# start of RECORDS SHOWN

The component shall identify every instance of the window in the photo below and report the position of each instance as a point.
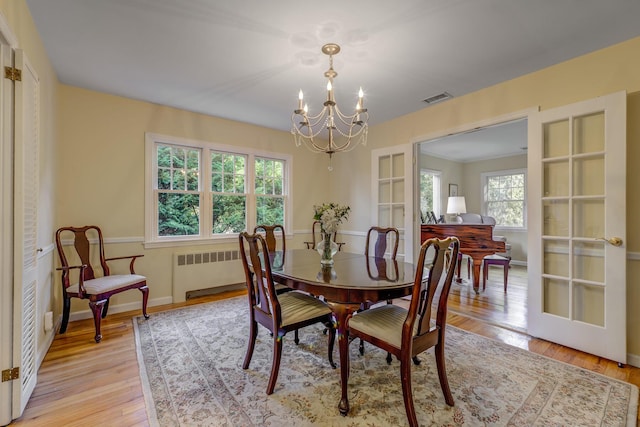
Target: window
(429, 194)
(504, 197)
(197, 190)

# end of RECORDS SHOWN

THE EXERCISE: Please put the material above into a Markdown table with two columns, Row and Line, giving each line a row number and leaving out blank lines and the pictures.

ANSWER:
| Row | Line |
|---|---|
| 1 | The component shall identify every instance of the window in the photo below and report the position of each instance as a point. |
| 2 | Target: window |
| 3 | (429, 194) |
| 4 | (504, 197) |
| 5 | (197, 190) |